__SOURCE PASSAGE__.

Feasibility Experiment
In our previous investigation, with a rescore factor of 0.4, the search relevance loss is less than 0.04%, but can speeds up 9.8 times at most on BEIR.
The following figure shows the acceleration effect under doc-only and bi-encoder. The speed up number is using P90_latency@rescore_ratio=0 divide P90_latency@rescore_ratio=x.
Use Case
Top Level Query
In this scenario, we only need to consider processing a top-level
NeuralSparseQuery
without discussing its combination with other queries for compression or its application after being optimized.Nested Query
Wrapped Neural Sparse Query in Boolean Query
In this scenario, the
NeuralSparseQuery
will be optimized into a clause of a Boolean query. In such cases, because of fine-tune by opensearch core and lucene, we need to manually split the Boolean Query before we can determine if there is a query clause originating from NeuralSpare inside.Two Phase Design Options
Current WorkFlow of the QueryPhase
The diagram below is the sequence diagram of the current system. As shown in the diagram, when a Query arrives at the Search Service, it is sent to the corresponding QueryBuilder for construction. After successful construction, it is processed and executed by the corresponding searcher , and the result is finally returned.
In short, what we need to do is to preserve the ability to query using different tokens in NeuralSparse Query as well as applying those lower scoring tokens in TopDocs.
Thus, we have several possible solutions to choose from:
Architecture Design Option 1 - Custom Query
Custom Query in Lucene
In Apache Lucene, the processing flow of a custom query involves several key components, including the Query Builder, Weight, Scorer, and possibly the PhaseSearcher. And we can make our own implementation of them all.
Weight
When IndexSearcher is ready to execute a query, it calls the createWeight method of the Query object to create a corresponding Weight object. This Weight object is the basis for calculating document relevance scores and other search-related operations during the search process.

(Point labeling examples)

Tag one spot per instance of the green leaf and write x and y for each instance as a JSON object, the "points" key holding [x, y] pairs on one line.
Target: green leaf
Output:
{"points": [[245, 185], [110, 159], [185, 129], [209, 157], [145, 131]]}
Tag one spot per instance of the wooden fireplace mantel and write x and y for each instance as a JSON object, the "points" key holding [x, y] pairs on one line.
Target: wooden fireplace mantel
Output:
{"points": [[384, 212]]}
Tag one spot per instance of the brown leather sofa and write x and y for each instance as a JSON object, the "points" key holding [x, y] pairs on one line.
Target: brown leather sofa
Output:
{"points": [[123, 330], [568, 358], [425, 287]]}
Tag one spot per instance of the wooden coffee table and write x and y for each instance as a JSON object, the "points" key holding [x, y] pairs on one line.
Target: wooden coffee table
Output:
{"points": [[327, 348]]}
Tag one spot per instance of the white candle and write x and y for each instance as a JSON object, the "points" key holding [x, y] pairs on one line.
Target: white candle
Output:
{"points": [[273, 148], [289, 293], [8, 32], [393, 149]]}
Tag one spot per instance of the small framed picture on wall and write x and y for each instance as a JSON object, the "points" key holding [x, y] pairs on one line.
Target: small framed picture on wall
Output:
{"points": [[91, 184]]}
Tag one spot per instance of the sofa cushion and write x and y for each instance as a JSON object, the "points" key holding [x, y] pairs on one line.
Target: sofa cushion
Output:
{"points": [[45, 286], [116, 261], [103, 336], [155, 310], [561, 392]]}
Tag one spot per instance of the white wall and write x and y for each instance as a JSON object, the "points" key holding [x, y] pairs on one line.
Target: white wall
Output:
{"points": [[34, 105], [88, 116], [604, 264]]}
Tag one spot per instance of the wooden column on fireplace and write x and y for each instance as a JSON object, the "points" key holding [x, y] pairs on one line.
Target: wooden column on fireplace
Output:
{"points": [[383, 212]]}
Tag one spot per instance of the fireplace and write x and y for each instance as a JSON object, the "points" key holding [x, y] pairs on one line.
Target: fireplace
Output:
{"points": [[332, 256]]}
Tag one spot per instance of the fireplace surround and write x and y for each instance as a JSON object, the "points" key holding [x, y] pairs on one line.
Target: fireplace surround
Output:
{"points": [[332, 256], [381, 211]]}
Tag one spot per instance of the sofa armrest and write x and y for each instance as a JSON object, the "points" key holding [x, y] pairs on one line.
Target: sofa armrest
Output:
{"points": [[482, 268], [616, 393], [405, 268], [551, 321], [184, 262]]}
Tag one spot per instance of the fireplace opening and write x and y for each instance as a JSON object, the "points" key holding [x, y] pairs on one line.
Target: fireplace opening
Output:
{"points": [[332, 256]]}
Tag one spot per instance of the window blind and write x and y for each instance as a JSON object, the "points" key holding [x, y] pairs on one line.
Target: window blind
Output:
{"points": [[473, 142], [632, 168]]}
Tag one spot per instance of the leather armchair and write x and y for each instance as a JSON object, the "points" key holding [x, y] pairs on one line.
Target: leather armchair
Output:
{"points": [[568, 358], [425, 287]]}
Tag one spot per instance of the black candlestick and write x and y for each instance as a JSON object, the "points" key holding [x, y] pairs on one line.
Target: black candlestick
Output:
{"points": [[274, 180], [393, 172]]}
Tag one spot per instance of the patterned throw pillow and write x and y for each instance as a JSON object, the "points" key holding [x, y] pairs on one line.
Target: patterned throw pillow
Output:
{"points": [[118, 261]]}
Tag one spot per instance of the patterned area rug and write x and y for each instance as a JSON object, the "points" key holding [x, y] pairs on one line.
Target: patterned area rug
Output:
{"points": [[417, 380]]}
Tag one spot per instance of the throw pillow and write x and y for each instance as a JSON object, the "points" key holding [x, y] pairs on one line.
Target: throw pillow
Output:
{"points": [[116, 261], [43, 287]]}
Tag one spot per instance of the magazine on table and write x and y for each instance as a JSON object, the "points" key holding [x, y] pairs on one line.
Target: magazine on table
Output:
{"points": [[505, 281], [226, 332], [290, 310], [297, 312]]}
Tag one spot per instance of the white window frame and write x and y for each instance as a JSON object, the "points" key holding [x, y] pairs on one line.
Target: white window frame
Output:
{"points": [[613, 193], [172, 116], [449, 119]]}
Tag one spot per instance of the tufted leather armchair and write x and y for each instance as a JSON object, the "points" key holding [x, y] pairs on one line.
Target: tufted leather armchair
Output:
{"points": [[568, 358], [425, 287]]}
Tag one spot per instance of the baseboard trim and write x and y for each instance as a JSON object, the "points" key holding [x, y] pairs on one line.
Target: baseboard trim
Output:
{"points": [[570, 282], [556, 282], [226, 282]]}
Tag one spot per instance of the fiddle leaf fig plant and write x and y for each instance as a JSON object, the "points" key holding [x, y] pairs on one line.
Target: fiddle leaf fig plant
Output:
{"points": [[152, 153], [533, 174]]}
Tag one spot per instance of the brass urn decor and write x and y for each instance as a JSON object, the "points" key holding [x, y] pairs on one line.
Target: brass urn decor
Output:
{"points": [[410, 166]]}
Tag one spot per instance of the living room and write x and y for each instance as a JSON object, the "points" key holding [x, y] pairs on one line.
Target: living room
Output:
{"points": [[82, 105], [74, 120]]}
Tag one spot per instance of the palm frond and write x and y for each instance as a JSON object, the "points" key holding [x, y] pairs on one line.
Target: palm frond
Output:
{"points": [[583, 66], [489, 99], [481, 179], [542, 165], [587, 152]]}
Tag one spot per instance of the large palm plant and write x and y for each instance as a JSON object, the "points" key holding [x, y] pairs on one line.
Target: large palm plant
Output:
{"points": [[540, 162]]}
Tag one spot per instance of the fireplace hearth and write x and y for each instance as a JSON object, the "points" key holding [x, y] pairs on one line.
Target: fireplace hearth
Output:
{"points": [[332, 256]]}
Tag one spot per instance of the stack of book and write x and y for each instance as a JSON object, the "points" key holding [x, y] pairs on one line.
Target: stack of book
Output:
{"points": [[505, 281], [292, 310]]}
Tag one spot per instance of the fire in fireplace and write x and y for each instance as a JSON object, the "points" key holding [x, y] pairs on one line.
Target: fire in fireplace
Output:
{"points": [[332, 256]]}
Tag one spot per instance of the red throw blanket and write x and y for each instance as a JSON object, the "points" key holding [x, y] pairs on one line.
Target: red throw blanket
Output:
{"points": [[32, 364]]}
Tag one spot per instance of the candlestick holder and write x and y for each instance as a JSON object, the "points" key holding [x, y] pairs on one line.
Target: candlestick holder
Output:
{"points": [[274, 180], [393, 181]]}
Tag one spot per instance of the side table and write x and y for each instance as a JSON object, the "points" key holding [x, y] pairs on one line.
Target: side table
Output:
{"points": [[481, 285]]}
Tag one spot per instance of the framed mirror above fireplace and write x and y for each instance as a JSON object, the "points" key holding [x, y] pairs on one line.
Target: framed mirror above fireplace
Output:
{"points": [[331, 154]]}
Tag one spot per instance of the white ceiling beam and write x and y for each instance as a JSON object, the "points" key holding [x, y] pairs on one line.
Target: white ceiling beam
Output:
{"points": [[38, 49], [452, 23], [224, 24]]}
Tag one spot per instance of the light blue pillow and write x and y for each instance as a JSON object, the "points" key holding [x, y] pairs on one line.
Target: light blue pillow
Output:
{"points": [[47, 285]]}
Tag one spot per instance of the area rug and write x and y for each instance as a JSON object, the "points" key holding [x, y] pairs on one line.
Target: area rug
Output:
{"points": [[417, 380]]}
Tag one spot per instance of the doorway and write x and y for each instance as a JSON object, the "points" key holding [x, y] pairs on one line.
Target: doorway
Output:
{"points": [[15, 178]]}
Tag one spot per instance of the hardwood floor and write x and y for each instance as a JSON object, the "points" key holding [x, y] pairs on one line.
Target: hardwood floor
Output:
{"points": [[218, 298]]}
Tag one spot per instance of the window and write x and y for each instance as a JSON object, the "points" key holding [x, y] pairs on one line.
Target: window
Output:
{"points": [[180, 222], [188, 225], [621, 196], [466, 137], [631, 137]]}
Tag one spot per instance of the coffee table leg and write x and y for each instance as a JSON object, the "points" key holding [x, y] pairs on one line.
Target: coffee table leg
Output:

__TASKS__.
[1] Using the neural sparse search design text, decide whether each statement agrees with it. Answer yes or no for each, and quote the words from the text that settle it.
(a) With a rescore factor of 0.4, the loss in search relevance is under 0.04%.
(b) When wrapped in a Boolean query, the NeuralSparseQuery is optimized into a clause of that Boolean query.
(c) To create a Weight object, IndexSearcher calls the createScorer method of the Query object.
[2] According to the neural sparse search design text, how is the speed up number calculated?

__ANSWERS GIVEN__.
[1]
(a) Yes: "with a rescore factor of 0.4, the search relevance loss is less than 0.04%"
(b) Yes: "will be optimized into a clause of a Boolean query"
(c) No: "it calls the createWeight method of the Query object to create a corresponding Weight object"

[2] P90_latency@rescore_ratio=0 is divided by P90_latency@rescore_ratio=x.